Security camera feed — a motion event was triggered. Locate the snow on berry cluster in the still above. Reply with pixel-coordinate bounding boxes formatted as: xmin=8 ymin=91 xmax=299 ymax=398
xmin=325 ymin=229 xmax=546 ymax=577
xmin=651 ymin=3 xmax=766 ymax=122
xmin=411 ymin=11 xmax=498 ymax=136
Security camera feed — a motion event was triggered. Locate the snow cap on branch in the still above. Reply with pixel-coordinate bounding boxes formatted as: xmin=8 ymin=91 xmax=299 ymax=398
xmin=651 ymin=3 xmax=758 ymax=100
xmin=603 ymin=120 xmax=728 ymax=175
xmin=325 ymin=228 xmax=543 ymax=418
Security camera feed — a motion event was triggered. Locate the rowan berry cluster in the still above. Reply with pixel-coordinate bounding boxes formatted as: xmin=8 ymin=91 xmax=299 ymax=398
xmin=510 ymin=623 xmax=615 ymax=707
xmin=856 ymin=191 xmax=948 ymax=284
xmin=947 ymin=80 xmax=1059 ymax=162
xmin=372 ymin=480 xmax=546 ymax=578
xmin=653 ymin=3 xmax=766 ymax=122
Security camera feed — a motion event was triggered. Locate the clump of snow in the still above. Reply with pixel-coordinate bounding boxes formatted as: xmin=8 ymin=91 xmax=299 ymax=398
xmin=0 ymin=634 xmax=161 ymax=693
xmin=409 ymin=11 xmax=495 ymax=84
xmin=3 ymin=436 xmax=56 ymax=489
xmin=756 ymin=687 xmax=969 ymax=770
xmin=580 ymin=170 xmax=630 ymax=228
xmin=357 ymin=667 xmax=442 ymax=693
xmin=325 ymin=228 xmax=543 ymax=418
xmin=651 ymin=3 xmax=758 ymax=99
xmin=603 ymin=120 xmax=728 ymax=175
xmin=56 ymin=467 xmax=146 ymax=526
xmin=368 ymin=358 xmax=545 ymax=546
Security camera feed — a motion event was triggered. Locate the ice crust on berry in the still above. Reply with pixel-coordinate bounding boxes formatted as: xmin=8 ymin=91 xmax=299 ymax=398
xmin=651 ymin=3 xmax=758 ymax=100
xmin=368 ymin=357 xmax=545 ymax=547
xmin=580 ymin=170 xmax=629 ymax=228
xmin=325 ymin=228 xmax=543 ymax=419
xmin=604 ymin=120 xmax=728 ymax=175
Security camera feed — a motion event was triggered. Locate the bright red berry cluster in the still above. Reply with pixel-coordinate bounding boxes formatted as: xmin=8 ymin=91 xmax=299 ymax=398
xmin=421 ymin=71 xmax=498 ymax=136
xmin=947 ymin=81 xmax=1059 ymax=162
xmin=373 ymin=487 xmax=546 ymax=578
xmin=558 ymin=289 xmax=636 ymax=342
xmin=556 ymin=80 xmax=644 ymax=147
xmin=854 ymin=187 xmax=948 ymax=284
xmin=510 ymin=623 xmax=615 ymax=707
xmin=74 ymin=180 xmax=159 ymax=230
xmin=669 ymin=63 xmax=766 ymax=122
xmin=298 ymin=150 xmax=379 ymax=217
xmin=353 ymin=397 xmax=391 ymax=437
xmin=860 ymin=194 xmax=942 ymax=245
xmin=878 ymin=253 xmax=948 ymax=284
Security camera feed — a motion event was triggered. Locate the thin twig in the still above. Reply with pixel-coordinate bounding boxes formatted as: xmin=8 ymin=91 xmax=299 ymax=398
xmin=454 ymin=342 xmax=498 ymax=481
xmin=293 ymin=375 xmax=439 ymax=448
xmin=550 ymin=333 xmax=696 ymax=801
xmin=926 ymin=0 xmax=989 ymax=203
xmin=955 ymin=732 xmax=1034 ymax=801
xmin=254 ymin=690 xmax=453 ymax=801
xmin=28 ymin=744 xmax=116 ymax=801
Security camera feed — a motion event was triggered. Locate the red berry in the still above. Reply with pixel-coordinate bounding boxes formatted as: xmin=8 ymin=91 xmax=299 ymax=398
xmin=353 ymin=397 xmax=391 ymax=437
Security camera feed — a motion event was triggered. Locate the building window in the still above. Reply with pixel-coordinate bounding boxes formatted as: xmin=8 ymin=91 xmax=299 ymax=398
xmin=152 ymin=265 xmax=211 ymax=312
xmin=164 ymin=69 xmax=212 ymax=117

* **What is being asked**
Reproduce all of the records above verbatim, changing nothing.

* **Exercise answer**
Security camera feed — a motion event was triggered. Locate the snow on berry cluster in the still above. Reply with pixel-coordinate bounding boxes formatted as: xmin=8 ymin=91 xmax=299 ymax=398
xmin=325 ymin=229 xmax=546 ymax=577
xmin=651 ymin=3 xmax=766 ymax=122
xmin=411 ymin=11 xmax=498 ymax=136
Security camera feed — a motion event was triggered. Locate the snow cap on branch in the still above. Reply with pixel-coordinate bounding boxes formatted as: xmin=8 ymin=91 xmax=299 ymax=398
xmin=651 ymin=3 xmax=758 ymax=100
xmin=603 ymin=120 xmax=728 ymax=175
xmin=325 ymin=228 xmax=543 ymax=418
Security camera feed — a motion event was triggered. Locate the rowan berry cluster in the still above. Reply with pixel-coordinate bounding boxes formatted as: xmin=8 ymin=91 xmax=299 ymax=398
xmin=510 ymin=623 xmax=615 ymax=707
xmin=856 ymin=191 xmax=948 ymax=284
xmin=947 ymin=80 xmax=1059 ymax=162
xmin=372 ymin=480 xmax=546 ymax=578
xmin=653 ymin=3 xmax=766 ymax=122
Security camera feed — a motion event was triggered. Locate the clump of snow in the still above. Reply with pixel-coordinate bounding boxes formatted as: xmin=8 ymin=91 xmax=299 ymax=398
xmin=0 ymin=634 xmax=161 ymax=693
xmin=409 ymin=11 xmax=495 ymax=84
xmin=3 ymin=436 xmax=56 ymax=489
xmin=756 ymin=687 xmax=969 ymax=770
xmin=580 ymin=170 xmax=630 ymax=228
xmin=357 ymin=667 xmax=442 ymax=693
xmin=325 ymin=228 xmax=543 ymax=418
xmin=651 ymin=3 xmax=758 ymax=99
xmin=603 ymin=120 xmax=728 ymax=175
xmin=56 ymin=467 xmax=146 ymax=526
xmin=368 ymin=358 xmax=545 ymax=546
Security camera feed — a motion event was triggered. Locate the ice crust on berry in the still above. Reply with pixel-coordinate bounding boxes formatted as: xmin=8 ymin=91 xmax=299 ymax=398
xmin=651 ymin=3 xmax=758 ymax=100
xmin=368 ymin=357 xmax=545 ymax=547
xmin=580 ymin=170 xmax=629 ymax=228
xmin=325 ymin=228 xmax=543 ymax=419
xmin=604 ymin=120 xmax=728 ymax=175
Security camera feed — a motion event was triggered. Locate the bright red berry cluster in the still above. Reply with pixel-coordinate bounding boxes formatted as: xmin=8 ymin=91 xmax=299 ymax=398
xmin=421 ymin=71 xmax=498 ymax=136
xmin=947 ymin=81 xmax=1059 ymax=162
xmin=373 ymin=487 xmax=546 ymax=578
xmin=558 ymin=289 xmax=636 ymax=342
xmin=556 ymin=80 xmax=644 ymax=147
xmin=854 ymin=187 xmax=948 ymax=284
xmin=510 ymin=623 xmax=615 ymax=707
xmin=74 ymin=180 xmax=159 ymax=230
xmin=669 ymin=63 xmax=766 ymax=122
xmin=298 ymin=150 xmax=379 ymax=217
xmin=353 ymin=397 xmax=391 ymax=437
xmin=860 ymin=194 xmax=942 ymax=245
xmin=878 ymin=253 xmax=948 ymax=284
Security camera feed — a motion event was triggered. Locate the thin twig in the still above. Reply with pixel-coordinate bounding boxes formatted as: xmin=8 ymin=91 xmax=299 ymax=398
xmin=454 ymin=342 xmax=498 ymax=481
xmin=293 ymin=375 xmax=439 ymax=448
xmin=550 ymin=333 xmax=696 ymax=801
xmin=926 ymin=0 xmax=989 ymax=203
xmin=955 ymin=732 xmax=1034 ymax=801
xmin=254 ymin=690 xmax=453 ymax=801
xmin=28 ymin=744 xmax=116 ymax=801
Security camera feed — a motion event was triggered. Locate the red berry in the still above. Reply with pixel-coordinate bounding boxes formatted as: xmin=8 ymin=91 xmax=299 ymax=398
xmin=353 ymin=397 xmax=391 ymax=437
Security camera feed — a motion event was triggered. Locate the building window in the still above. Reply with pixel-coordinate bounding boxes formatted as: xmin=8 ymin=91 xmax=299 ymax=398
xmin=152 ymin=265 xmax=211 ymax=312
xmin=164 ymin=69 xmax=212 ymax=117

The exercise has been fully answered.